Assigned task: Write the entries again exactly, with no line missing.

(Records drawn from a dataset)

----------

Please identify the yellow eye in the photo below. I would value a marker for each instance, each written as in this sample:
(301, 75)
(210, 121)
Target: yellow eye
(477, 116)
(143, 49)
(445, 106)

----------

Response box:
Please identify the yellow eye in the photo below. I would value a marker for each instance, each written as in this sample:
(301, 75)
(210, 121)
Target: yellow eye
(477, 116)
(143, 49)
(445, 106)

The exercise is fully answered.